• [About this task] For every line in the data below, check for the word "target", then state how many lines have it. Answer with the number only.

*-*-*

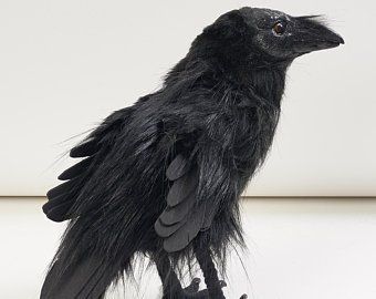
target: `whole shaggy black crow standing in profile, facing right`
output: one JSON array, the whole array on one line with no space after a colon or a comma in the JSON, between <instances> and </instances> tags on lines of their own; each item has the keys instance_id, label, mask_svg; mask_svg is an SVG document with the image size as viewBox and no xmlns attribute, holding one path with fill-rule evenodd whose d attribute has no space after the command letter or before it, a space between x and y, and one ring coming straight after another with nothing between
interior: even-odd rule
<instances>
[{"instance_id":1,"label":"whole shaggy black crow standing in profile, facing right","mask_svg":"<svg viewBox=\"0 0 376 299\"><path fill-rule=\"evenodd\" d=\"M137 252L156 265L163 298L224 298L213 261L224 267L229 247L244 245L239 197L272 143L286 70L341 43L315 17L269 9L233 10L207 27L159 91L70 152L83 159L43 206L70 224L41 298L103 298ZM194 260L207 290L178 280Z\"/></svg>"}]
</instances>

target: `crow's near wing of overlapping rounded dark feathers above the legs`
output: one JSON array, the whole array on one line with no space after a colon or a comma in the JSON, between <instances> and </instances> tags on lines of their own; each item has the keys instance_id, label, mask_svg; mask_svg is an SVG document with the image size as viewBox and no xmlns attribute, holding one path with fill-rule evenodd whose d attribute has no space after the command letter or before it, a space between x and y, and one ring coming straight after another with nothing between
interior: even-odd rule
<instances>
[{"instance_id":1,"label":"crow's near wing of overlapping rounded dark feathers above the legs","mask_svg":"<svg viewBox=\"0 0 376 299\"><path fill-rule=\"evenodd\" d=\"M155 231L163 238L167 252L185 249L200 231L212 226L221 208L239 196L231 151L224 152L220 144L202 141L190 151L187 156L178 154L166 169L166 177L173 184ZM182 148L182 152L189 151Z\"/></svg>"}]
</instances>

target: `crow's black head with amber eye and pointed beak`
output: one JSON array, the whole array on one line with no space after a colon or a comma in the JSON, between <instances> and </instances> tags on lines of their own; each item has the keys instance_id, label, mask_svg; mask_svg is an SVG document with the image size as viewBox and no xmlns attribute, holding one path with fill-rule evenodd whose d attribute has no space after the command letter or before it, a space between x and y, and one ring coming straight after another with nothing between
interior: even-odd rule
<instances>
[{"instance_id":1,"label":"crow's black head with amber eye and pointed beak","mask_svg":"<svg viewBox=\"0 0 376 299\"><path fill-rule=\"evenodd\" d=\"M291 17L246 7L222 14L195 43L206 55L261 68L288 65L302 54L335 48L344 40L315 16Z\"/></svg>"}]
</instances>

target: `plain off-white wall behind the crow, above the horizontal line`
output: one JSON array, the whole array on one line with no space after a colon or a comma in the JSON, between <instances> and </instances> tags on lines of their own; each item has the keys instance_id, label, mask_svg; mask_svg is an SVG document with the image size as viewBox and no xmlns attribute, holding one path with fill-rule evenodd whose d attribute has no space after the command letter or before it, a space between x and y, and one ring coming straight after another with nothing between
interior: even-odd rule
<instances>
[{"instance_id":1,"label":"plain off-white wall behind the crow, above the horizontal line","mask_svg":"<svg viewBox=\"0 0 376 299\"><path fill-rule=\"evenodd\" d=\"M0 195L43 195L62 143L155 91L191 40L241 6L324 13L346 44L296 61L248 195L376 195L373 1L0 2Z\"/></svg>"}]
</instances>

*-*-*

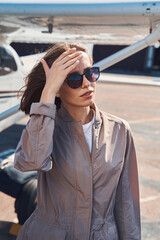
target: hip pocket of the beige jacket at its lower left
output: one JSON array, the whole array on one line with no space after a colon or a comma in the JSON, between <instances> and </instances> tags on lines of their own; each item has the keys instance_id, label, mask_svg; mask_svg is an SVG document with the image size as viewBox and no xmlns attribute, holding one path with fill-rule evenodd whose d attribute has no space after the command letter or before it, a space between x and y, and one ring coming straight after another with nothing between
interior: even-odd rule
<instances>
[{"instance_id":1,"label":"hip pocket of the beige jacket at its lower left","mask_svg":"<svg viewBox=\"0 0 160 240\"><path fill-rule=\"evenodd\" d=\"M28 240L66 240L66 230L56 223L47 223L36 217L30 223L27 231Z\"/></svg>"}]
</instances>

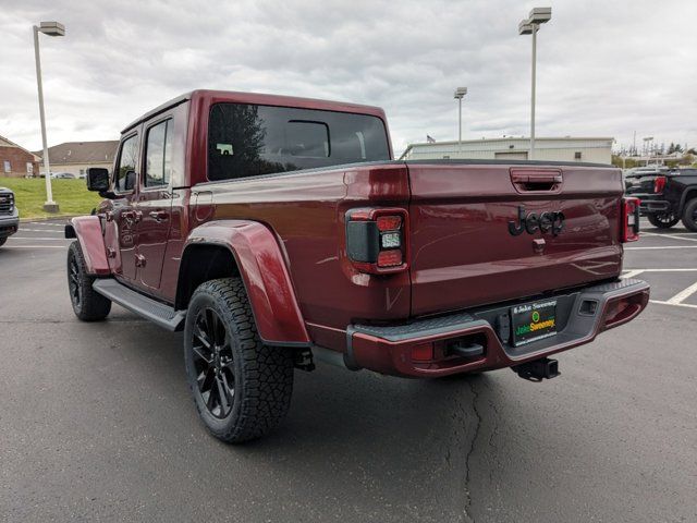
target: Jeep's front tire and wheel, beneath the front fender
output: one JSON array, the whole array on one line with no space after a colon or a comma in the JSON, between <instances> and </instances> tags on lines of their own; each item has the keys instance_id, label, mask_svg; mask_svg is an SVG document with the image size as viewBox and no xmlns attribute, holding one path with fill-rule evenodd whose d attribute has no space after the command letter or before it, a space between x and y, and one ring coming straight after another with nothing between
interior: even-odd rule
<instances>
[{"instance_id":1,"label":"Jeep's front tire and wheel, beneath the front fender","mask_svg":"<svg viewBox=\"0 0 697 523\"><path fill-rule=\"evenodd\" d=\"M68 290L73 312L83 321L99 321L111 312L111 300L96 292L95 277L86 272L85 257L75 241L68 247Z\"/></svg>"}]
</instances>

*-*-*

• [Result of this task] 6